[Recorded data]
>>>
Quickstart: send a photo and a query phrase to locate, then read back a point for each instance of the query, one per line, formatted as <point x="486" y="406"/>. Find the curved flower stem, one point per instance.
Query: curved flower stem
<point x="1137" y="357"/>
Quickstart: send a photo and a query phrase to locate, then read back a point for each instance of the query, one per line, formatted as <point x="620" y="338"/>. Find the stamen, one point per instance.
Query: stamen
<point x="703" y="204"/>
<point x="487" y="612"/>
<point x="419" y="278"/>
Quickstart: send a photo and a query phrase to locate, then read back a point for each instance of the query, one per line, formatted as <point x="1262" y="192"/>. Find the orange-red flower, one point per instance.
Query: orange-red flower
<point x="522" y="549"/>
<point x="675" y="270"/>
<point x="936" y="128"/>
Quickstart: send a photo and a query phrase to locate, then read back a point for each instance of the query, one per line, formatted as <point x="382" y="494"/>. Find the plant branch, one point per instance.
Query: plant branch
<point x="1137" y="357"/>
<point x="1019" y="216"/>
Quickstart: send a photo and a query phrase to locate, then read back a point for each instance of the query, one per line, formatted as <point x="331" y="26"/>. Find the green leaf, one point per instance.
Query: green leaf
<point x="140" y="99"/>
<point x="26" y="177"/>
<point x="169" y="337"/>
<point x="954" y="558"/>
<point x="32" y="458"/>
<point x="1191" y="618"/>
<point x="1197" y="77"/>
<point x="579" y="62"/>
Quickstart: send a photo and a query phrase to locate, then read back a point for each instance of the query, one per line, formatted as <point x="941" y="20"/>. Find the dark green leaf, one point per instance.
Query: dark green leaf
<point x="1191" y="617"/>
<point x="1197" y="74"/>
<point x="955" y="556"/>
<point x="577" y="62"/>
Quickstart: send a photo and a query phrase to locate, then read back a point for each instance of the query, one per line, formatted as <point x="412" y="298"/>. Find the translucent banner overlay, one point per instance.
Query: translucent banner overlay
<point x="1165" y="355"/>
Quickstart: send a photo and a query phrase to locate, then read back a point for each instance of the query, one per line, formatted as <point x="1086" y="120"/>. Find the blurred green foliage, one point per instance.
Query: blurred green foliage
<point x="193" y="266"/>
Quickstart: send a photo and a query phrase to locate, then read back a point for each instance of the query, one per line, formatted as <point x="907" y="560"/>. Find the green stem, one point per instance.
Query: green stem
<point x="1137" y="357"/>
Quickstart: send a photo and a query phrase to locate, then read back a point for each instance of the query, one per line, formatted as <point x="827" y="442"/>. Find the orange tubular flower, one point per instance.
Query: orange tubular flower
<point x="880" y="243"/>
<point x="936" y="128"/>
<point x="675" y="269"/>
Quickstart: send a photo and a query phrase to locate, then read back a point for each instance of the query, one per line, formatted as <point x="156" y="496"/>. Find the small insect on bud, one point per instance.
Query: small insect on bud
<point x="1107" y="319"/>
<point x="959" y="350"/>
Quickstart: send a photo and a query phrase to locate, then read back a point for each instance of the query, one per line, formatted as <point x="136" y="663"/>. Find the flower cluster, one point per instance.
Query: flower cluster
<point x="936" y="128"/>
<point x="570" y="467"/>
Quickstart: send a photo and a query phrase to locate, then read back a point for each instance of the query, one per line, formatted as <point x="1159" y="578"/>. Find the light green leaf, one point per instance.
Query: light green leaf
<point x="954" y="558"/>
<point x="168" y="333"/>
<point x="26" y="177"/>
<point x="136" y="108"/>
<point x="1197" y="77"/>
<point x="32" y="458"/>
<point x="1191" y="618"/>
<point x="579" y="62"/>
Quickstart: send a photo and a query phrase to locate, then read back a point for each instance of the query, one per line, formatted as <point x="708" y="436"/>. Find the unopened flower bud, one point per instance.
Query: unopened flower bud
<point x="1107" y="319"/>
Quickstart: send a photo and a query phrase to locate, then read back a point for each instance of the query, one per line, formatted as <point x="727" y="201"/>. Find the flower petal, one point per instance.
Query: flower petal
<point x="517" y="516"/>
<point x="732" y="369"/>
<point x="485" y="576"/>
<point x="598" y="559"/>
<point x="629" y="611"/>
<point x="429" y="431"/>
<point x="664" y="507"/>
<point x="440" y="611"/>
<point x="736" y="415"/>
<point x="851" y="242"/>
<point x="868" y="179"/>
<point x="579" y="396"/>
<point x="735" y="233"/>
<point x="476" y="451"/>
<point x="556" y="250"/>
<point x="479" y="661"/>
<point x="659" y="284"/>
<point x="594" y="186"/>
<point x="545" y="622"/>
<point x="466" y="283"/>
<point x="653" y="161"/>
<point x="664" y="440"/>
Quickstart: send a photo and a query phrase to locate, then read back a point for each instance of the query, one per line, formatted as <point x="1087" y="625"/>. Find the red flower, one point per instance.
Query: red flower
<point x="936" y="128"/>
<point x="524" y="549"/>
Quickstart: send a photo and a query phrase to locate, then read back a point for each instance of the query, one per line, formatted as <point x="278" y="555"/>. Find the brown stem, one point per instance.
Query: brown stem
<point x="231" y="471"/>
<<<
> **Problem statement**: Set down the listing above in full, please, exactly as it appears.

> **Solution**:
Quickstart: send a photo and a query phrase to locate, then read back a point for each instance of the query, one per line, formatted as <point x="486" y="406"/>. Find the curved flower stem, one point per instance.
Query: curved flower stem
<point x="1137" y="357"/>
Quickstart: send a photo and a query phrase to locate, then read back a point for each instance of the query, one per line, formatted as <point x="620" y="338"/>. Find the stamen, one point per instance.
Query: stamen
<point x="703" y="204"/>
<point x="487" y="612"/>
<point x="419" y="278"/>
Quickstart: send a photo and a query phrase to locate, then read back a point for each instance of the query, one per line, formatted as <point x="1262" y="192"/>. Find the orange-red flower, one point per instance.
Query: orange-red flower
<point x="522" y="549"/>
<point x="675" y="270"/>
<point x="936" y="128"/>
Quickstart: send a photo and a query phrase to locate, then read back a point for each instance of the query, one per line, formatted as <point x="382" y="494"/>. Find the plant branch, one point per instance.
Query: plant branch
<point x="1137" y="357"/>
<point x="1019" y="216"/>
Quickstart: send a photo and a query phrase to locate, then read back a point for each instance of the query, one per line, formatted as <point x="331" y="26"/>. Find the green leaf, one point per instance.
Query: green leaf
<point x="140" y="99"/>
<point x="26" y="177"/>
<point x="169" y="337"/>
<point x="954" y="558"/>
<point x="32" y="458"/>
<point x="1191" y="618"/>
<point x="1197" y="77"/>
<point x="579" y="62"/>
Quickstart: send a photo and a query phrase to locate, then read back a point for each instance of the query, one per line, formatted as <point x="941" y="20"/>. Find the dark green leaf, one point per instance.
Query: dark green leaf
<point x="1191" y="617"/>
<point x="1197" y="74"/>
<point x="955" y="556"/>
<point x="577" y="62"/>
Quickstart: send a photo and a query phrase to locate, then read back a point for each instance of the query, one per line, formatted as <point x="412" y="298"/>. Find the translucent banner overlay, one point per instance.
Query: translucent banner overlay
<point x="1165" y="355"/>
Quickstart: send a photo and a query phrase to locate, then read back a point for each instance of the query, one per line, formatted as <point x="1086" y="120"/>. Find the blurred green foliage, one point per instance.
Query: blurred green foliage
<point x="193" y="266"/>
Quickstart: send a photo and a query phrase to locate, then read back a point for each instance of the query, one per line, formatted as <point x="907" y="560"/>. Find the green stem, one point per instance.
Query: green stem
<point x="1137" y="357"/>
Quickstart: send a photo and a query phrase to locate, then read back a point for each instance of the query, one per line, formatted as <point x="827" y="442"/>. Find the orange tubular flower, one point per instance.
Query: orange tubular flower
<point x="880" y="243"/>
<point x="936" y="128"/>
<point x="675" y="269"/>
Quickstart: send a photo and a query phrase to locate, then read back a point for each instance of the query, one per line, formatted as <point x="156" y="496"/>. Find the small insect on bud, one point per instance.
Query: small insect on bud
<point x="1107" y="319"/>
<point x="959" y="350"/>
Quickstart: send a photo and a query phrase to locate, then read back a point for each instance of the query, one per line, formatted as <point x="136" y="663"/>. Find the flower cluster, one point per instance.
Query: flower cluster
<point x="936" y="128"/>
<point x="570" y="467"/>
Quickstart: send a photo and a query phrase to locate, then read back a point for each instance of the query, one per line, formatted as <point x="1159" y="578"/>. Find the light green leaf, one point per instance.
Query: light green leaf
<point x="954" y="558"/>
<point x="168" y="333"/>
<point x="26" y="177"/>
<point x="136" y="108"/>
<point x="1197" y="77"/>
<point x="32" y="458"/>
<point x="1191" y="618"/>
<point x="579" y="62"/>
Quickstart: send a photo and a query phrase to locate, then read back a point for each instance of the query, one per line, formatted as <point x="708" y="436"/>. Find the unopened flower bud, one point per instance.
Query: unopened flower bud
<point x="1107" y="319"/>
Quickstart: send a photo and a query phrase to locate, then read back a point for each instance of the query, one per line, formatted as <point x="727" y="201"/>. Find the flower petal, one point per instance.
Query: flower petal
<point x="517" y="516"/>
<point x="732" y="369"/>
<point x="485" y="576"/>
<point x="598" y="559"/>
<point x="629" y="611"/>
<point x="429" y="431"/>
<point x="664" y="507"/>
<point x="440" y="611"/>
<point x="736" y="415"/>
<point x="851" y="242"/>
<point x="868" y="179"/>
<point x="579" y="396"/>
<point x="735" y="233"/>
<point x="476" y="451"/>
<point x="556" y="250"/>
<point x="479" y="661"/>
<point x="659" y="284"/>
<point x="594" y="186"/>
<point x="545" y="622"/>
<point x="466" y="283"/>
<point x="653" y="161"/>
<point x="664" y="440"/>
Quickstart: send a photo and a query phrase to locate, then read back a point for each instance of the query, one per line, formatted as <point x="1087" y="625"/>. Find the red flower, one point per instance.
Query: red flower
<point x="936" y="128"/>
<point x="524" y="549"/>
Quickstart: send a photo and a query phrase to locate, then read back a point for each instance of the query, one per line, formatted as <point x="278" y="555"/>. Find the brown stem, one point per instance.
Query: brown stem
<point x="231" y="471"/>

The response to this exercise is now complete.